Perintah Soal.
Tentukan apakah setiap pernyataan di bawah ini sesuai dengan petikan tentang Gripen. Jawab ya atau tidak, lalu sertakan kutipan persis dari petikan yang menjadi penentunya.
1. Angkatan udara Etiopia pernah membeli 16 pesawat Saab 17A pada tahun 1947.
2. Pabrik Gripen NG di Sao Bernardo do Campo memiliki luas 10.000 meter persegi.
3. Pabrik di Brasil itu dijalankan oleh Saab Aeronáutica Montagens.

┌─ Petikan Bacaan

Di Afrika, Saab memasok Gripen yang juga bermakna singa bersayap elang (griffin) ke Afrika Selatan. Sukses ini menjadi tonggak kembalinya pesawat tempur Swedia di benua hitam sejak angkatan udara Etiopia membeli 16 pembom ringan bermesin baling-baling tunggal Saab 17A pada 1947.
Brasil adalah sukses bisnis yang lebih jauh lagi. Negeri itu diharapkan bakal menjadi basis penyebaran Gripen di bumi belahan Selatan, setidaknya di Amerika Latin. Pada hari yang sama dengan pengumuman dari Pengadilan Distrik Stockholm, situs resmi Saab merilis berita strategis.
Yaitu, pabrik pembuatan dan perakitan badan pesawat (aerostructure) Gripen NG telah siap beroperasi di Brasil. Pabrik yang dijalankan oleh Saab Aeronáutica Montagens (SAM) ini seluas 5.000 meter persegi, terletak di Kota Sao Bernardo do Campo, Negara Bagian Sao Paulo.
Sesuai kesepakatan, pabrik inilah yang nantinya merakit sebagian Gripen pesanan Brasil hingga jadi. Namun, tidak tertutup kemungkinan, pabrik di Sao Paulo itu menjadi pangkalan bagi ambisi Swedia untuk menjual hingga 120-an Gripen di kawasan Amerika Latin.

└─
┌─ Cuplikan Data

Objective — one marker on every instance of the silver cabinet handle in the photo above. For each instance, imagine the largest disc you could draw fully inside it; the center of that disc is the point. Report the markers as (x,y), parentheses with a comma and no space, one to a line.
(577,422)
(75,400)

└─

Jawaban Latihan.
1. Ya: "angkatan udara Etiopia membeli 16 pembom ringan bermesin baling-baling tunggal Saab 17A pada 1947"
2. Tidak: "seluas 5.000 meter persegi"
3. Ya: "Pabrik yang dijalankan oleh Saab Aeronáutica Montagens (SAM) ini"